> Request
Put everything from the line containing "of the farm" down to the line containing "[[479, 221]]" into a Markdown table, skipping blank lines. Use a column named No for the line's number and a column named Line for its text.

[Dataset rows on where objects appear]
· · · · ·

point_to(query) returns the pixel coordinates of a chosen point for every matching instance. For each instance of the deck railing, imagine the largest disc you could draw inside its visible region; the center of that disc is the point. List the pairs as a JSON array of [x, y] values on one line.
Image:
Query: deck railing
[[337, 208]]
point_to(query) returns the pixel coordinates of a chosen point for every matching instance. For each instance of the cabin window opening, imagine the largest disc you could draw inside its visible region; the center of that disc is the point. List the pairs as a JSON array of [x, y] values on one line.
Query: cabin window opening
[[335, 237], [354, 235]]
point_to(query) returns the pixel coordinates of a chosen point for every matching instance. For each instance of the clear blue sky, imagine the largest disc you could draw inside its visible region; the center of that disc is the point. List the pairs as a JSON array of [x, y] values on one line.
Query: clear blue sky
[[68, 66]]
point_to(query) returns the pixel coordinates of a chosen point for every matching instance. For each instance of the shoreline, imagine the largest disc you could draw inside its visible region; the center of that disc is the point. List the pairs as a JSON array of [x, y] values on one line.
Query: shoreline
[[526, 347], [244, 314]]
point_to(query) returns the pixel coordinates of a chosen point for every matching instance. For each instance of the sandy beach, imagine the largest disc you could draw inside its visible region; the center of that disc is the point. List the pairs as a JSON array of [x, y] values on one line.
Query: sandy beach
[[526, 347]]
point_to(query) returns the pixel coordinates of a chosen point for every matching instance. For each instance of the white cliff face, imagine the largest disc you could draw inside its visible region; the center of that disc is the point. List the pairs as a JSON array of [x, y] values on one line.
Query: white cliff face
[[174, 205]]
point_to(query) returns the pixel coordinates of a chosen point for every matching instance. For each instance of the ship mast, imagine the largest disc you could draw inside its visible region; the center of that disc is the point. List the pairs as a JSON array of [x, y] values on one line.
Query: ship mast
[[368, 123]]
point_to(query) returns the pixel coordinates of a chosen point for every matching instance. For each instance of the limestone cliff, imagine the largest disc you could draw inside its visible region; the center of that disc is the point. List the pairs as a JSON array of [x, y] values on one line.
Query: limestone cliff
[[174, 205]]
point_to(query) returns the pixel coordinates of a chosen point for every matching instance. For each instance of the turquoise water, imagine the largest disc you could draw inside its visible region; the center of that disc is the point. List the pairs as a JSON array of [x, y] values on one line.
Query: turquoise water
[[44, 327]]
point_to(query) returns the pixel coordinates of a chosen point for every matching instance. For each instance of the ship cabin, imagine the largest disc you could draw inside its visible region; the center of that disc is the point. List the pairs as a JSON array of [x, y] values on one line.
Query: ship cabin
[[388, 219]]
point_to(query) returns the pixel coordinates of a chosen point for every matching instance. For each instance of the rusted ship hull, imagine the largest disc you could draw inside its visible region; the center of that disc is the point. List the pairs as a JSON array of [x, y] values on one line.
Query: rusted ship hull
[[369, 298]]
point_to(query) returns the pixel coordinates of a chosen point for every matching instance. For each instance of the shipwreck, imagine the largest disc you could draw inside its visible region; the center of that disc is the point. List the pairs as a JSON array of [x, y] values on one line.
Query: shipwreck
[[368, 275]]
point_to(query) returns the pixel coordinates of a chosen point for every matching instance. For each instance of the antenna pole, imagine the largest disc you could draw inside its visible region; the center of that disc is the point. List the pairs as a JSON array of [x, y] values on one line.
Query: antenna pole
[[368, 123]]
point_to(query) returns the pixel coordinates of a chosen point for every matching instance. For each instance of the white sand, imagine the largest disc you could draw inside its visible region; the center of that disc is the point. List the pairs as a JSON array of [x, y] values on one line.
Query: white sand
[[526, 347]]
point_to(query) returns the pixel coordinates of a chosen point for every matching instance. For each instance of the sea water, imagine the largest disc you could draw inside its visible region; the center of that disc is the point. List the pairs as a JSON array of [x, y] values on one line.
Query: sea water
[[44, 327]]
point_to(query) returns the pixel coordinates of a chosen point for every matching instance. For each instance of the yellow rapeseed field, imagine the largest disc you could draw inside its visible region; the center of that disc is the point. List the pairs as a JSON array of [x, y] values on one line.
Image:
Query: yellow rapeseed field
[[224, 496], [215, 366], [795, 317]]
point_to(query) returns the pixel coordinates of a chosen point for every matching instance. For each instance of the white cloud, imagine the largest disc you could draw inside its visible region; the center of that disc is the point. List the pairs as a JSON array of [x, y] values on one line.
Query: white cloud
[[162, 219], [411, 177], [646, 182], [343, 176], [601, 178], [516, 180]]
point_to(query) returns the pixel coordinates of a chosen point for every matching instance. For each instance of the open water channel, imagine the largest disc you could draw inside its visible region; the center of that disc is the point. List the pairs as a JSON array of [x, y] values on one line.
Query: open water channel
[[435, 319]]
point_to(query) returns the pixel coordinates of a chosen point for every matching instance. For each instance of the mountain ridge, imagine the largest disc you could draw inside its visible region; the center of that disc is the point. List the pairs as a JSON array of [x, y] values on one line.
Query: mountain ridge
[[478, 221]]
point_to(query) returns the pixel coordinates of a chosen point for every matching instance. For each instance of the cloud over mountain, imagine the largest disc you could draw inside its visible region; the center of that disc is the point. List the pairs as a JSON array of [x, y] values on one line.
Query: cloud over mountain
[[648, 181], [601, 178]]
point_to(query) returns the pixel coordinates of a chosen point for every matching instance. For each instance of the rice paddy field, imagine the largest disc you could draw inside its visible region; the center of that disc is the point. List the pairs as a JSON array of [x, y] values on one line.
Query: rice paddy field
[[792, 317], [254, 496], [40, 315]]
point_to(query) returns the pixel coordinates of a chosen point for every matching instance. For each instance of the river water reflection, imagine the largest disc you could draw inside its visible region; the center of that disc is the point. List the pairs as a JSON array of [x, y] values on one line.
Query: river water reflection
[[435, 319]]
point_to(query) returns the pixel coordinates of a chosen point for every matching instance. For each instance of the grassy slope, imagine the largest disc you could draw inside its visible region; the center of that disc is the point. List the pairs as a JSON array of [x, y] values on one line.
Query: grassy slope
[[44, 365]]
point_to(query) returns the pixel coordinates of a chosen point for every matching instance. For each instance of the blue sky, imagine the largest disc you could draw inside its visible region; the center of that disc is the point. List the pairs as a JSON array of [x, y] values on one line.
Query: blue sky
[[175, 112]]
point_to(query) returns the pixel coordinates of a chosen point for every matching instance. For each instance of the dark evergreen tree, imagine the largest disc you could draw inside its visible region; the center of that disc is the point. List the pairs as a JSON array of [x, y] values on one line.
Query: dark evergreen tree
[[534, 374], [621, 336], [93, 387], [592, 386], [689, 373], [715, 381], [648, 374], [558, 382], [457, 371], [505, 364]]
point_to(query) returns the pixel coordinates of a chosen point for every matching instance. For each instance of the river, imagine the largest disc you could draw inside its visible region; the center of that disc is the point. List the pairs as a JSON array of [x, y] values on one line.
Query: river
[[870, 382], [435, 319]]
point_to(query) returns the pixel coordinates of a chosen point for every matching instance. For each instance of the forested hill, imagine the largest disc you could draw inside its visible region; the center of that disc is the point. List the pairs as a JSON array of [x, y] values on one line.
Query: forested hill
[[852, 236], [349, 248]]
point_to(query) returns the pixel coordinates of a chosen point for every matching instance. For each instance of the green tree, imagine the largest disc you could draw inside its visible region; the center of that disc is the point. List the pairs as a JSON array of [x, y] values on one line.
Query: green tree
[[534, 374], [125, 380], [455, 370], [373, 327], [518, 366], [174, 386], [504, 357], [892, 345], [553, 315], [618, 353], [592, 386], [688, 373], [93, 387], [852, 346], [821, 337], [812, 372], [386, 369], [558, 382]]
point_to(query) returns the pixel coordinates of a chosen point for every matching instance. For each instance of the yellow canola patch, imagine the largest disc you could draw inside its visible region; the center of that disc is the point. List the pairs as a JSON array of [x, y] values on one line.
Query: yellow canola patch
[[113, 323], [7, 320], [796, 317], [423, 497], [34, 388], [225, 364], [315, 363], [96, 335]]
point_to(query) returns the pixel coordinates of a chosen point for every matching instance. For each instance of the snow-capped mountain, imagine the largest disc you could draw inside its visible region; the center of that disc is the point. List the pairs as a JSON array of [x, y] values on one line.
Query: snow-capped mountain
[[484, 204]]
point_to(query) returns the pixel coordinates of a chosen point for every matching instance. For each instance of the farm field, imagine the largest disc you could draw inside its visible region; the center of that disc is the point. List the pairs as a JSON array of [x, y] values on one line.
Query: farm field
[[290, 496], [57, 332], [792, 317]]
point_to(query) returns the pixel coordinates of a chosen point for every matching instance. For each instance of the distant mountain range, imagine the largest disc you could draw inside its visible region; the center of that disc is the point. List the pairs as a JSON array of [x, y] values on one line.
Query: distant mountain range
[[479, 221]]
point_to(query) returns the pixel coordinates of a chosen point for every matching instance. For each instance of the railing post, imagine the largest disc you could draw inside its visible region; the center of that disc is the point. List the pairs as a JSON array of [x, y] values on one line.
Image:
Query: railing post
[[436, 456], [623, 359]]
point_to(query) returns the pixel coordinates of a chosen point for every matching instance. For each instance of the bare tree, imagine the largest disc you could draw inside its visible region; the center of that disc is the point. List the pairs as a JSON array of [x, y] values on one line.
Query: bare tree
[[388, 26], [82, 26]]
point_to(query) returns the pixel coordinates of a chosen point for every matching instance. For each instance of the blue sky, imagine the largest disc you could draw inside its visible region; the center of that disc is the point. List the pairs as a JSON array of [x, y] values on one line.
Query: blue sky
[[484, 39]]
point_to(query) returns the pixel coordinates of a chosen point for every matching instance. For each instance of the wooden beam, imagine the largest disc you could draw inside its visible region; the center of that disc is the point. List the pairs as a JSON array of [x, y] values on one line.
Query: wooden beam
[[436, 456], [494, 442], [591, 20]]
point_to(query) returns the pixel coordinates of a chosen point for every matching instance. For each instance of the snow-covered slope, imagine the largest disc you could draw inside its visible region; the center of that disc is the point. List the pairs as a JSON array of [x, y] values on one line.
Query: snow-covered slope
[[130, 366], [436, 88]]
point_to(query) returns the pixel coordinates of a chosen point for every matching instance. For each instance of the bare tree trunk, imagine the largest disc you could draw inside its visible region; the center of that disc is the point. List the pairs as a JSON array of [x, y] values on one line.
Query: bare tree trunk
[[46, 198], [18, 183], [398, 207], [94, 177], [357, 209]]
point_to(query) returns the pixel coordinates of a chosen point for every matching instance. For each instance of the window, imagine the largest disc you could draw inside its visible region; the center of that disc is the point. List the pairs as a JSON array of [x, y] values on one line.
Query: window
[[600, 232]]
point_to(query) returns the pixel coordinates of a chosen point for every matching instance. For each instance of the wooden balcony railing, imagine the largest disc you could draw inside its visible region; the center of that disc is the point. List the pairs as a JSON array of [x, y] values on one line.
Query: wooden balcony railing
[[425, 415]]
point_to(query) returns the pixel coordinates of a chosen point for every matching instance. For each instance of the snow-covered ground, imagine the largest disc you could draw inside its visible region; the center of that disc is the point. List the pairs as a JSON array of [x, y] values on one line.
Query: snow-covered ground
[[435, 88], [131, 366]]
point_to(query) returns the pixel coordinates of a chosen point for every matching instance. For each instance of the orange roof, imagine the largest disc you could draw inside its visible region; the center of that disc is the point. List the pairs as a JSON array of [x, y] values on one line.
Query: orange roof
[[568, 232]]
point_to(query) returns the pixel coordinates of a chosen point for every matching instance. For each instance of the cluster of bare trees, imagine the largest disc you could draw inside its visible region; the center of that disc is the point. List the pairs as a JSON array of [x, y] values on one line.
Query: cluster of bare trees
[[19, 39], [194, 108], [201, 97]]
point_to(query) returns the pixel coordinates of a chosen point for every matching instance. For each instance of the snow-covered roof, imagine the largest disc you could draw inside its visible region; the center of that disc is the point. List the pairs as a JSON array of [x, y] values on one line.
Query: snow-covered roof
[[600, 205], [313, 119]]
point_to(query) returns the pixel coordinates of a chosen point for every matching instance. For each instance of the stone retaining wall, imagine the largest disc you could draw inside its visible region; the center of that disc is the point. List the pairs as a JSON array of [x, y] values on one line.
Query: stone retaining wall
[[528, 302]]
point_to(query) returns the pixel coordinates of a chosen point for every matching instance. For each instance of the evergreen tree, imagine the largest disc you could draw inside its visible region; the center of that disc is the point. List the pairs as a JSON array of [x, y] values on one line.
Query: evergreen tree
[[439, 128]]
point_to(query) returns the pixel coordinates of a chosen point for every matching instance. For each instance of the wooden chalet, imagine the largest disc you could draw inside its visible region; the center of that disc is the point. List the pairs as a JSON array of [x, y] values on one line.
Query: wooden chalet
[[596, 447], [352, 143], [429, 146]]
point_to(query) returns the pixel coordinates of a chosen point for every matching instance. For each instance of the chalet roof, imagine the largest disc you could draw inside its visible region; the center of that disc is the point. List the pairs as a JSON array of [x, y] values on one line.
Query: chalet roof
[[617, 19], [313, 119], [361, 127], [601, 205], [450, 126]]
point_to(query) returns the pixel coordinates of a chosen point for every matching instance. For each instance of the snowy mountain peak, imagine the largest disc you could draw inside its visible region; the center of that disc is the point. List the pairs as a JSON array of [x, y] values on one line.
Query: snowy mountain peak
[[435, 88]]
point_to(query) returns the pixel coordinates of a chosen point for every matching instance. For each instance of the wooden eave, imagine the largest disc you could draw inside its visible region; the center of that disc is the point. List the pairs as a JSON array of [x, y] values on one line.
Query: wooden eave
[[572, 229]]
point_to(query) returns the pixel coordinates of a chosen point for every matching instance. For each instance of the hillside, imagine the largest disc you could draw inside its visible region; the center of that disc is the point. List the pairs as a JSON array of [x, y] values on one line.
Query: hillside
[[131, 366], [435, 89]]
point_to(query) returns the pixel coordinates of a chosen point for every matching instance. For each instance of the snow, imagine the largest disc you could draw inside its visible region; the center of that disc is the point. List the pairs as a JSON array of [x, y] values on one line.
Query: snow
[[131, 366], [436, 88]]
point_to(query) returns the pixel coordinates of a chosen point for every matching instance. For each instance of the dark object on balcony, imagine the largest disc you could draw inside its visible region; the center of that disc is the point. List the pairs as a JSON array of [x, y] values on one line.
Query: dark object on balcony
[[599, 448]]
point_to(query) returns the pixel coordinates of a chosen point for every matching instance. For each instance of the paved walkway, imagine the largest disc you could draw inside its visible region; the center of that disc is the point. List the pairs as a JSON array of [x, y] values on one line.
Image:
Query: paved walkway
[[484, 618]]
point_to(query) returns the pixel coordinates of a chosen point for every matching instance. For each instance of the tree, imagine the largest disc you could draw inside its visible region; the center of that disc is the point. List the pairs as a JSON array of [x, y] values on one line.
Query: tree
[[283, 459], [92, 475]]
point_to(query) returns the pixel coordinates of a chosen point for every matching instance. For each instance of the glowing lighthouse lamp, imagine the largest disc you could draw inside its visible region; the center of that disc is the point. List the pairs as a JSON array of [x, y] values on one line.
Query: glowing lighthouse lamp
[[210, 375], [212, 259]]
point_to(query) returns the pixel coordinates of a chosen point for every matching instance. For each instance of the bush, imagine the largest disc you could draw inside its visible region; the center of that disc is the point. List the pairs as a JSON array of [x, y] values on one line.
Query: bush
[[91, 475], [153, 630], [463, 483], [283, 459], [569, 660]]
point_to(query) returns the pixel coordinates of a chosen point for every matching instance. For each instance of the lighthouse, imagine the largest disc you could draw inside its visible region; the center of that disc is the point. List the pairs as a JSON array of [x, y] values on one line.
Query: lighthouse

· · · · ·

> Problem solution
| No | Line |
|---|---|
| 1 | point_to(query) returns the pixel coordinates of a chosen point for every matching instance. For each instance of the farm field, imagine the largest disc you could draw inside its visible region; the center of that disc is the point. List the pairs as a JSON array of [x, y] values on one line. |
| 2 | Query: farm field |
| 3 | [[290, 496], [57, 332], [792, 317]] |
| 4 | point_to(query) returns the pixel coordinates of a chosen point for every matching instance. For each instance of the distant mountain range, imagine the largest disc you could draw inside its visible region; the center of that disc is the point. List the pairs as a JSON array of [x, y] values on one line. |
| 5 | Query: distant mountain range |
| 6 | [[479, 221]] |